Établis à Bruxelles où ils se marient, Nussbaum et Platek sont arrêtés par les autorités belges à la déclaration de guerre. Interné seul dans le camp français de Saint-Cyprien, Nussbaum parvient à regagner la capitale belge après plusieurs mois d’une détention qui « a cassé en deux » (p. 280) son existence, estime Schaevers. Dans les années qui suivent, il se résout néanmoins à en dépeindre les circonstances le plus objectivement possible, avec toute la complexité que comprend cet adverbe dans le contexte artistique allemand de l’époque.

Son Autoportrait dans le camp (Saint-Cyprien) (1940, Neue Galerie, New York) constitue en effet tout à la fois un document historique sur l’état de dénuement dans lequel, à la suite des Républicains espagnols qui y avaient été enfermés, les « étrangers hostiles » y sont plongés à leur tour, et l’un des derniers grands portraits issus du mouvement de la Nouvelle Objectivité (Neue Sachlichkeit) auquel le musée national d’art moderne a consacré en 2022 une exposition exceptionnelle, où ne manquait que Nussbaum.

Dans son autoportrait de 1940, ce dernier adopte ostensiblement l’attitude aussi distante qu’implacable de la « persona froide » (« kalte persona »), comme l’a qualifiée plus tard l’anthropologue Helmut Lethen, attitude qu’il maintient par la suite, quoiqu’avec une imperceptible inflexion, peut-être plus désespérée et davantage imprécatoire, dans son célèbre Autoportrait à la carte d’identité juive (ca. 1943, Felix-Nussbaum-Haus), de même qu’en d’autres circonstances (on connaît une quarantaine d’autoportraits de lui), Nussbaum teinte son expression d’un soupçon d’ironie ou bien qu’il en brise la contenance d’une grimace de demi-dément.

Ce faisant, le peintre renoue à la fois avec des principes compositionnels, des techniques picturales et des motifs artistiques mis au point par ceux qu’on désigne ordinairement du nom générique de « primitifs flamands », au premier rang desquels Jérôme Bosch et Pieter Bruegel l’Ancien. Le modernisme de sa peinture, qu’il revendique autant qu’il s’en amuse, comme dans son Autoportrait dans un paysage surréaliste (1939, Felix-Nussbaum-Haus), s’accorde ainsi avec un primitivisme assumé. Cet accord l’inscrit dans une tradition, lui qui entend œuvrer, déclare-t-il, « dans la veine des grands maîtres de la peinture belge » (p. 27), qui prend cependant un tour critique dès lors qu’il la confronte aux idéologies modernes ; la « folie » de l’artiste ne faisant que répliquer à celle de l’époque en convoquant les figures de fou de l’art du passé.

Comme le suggère Schaevers, Nussbaum n’a sans doute pas choisi la ville d’Ensor, « connue pour son carnaval et autres mascarades » (p. 15), par hasard, et s’il délaisse progressivement cet accessoire du masque qu’il affectionnait particulièrement jusqu’au mitan des années 1930, c’est qu’au moment où il finit par le raccrocher au mur dans son Autoportrait au chevalet de 1943 (Felix-Nussbaum-Haus), ce masque lui colle désormais à la peau comme un visage plus vrai à ses yeux que l’identification-défiguration préludant à sa destruction que lui impose le régime nazi.

§ **DONNÉES**
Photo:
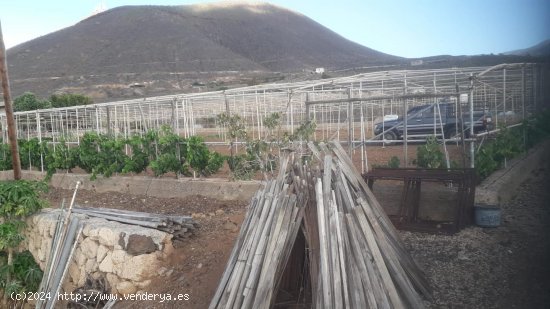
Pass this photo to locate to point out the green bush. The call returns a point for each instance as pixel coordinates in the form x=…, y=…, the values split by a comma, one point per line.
x=429, y=155
x=28, y=102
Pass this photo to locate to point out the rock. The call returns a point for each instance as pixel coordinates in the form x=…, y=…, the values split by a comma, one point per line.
x=74, y=272
x=113, y=281
x=140, y=244
x=89, y=248
x=126, y=287
x=133, y=269
x=108, y=237
x=91, y=266
x=230, y=226
x=106, y=265
x=118, y=256
x=101, y=253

§ **CONSIGNE A**
Transcrivez le passage du texte sur Nussbaum qui commence à « Comme le suggère » et se termine à « le régime nazi. ».
§ **CONSIGNE B**
Présentez toutes les lignes de la liste sous forme de tableau Markdown à deux colonnes, « Numéro » et « Ligne », en omettant les lignes vides. Ne reprenez pas les images dans votre réponse.
Le texte et la liste n'ont aucun lien entre eux.

§ **RÉPONSE ATTENDUE A**
Comme le suggère Schaevers, Nussbaum n’a sans doute pas choisi la ville d’Ensor, « connue pour son carnaval et autres mascarades » (p. 15), par hasard, et s’il délaisse progressivement cet accessoire du masque qu’il affectionnait particulièrement jusqu’au mitan des années 1930, c’est qu’au moment où il finit par le raccrocher au mur dans son Autoportrait au chevalet de 1943 (Felix-Nussbaum-Haus), ce masque lui colle désormais à la peau comme un visage plus vrai à ses yeux que l’identification-défiguration préludant à sa destruction que lui impose le régime nazi.

§ **RÉPONSE ATTENDUE B**
| Numéro | Ligne |
|---|---|
| 1 | Photo: |
| 2 | Pass this photo to locate to point out the green bush. The call returns a point for each instance as pixel coordinates in the form x=…, y=…, the values split by a comma, one point per line. |
| 3 | x=429, y=155 |
| 4 | x=28, y=102 |
| 5 | Pass this photo to locate to point out the rock. The call returns a point for each instance as pixel coordinates in the form x=…, y=…, the values split by a comma, one point per line. |
| 6 | x=74, y=272 |
| 7 | x=113, y=281 |
| 8 | x=140, y=244 |
| 9 | x=89, y=248 |
| 10 | x=126, y=287 |
| 11 | x=133, y=269 |
| 12 | x=108, y=237 |
| 13 | x=91, y=266 |
| 14 | x=230, y=226 |
| 15 | x=106, y=265 |
| 16 | x=118, y=256 |
| 17 | x=101, y=253 |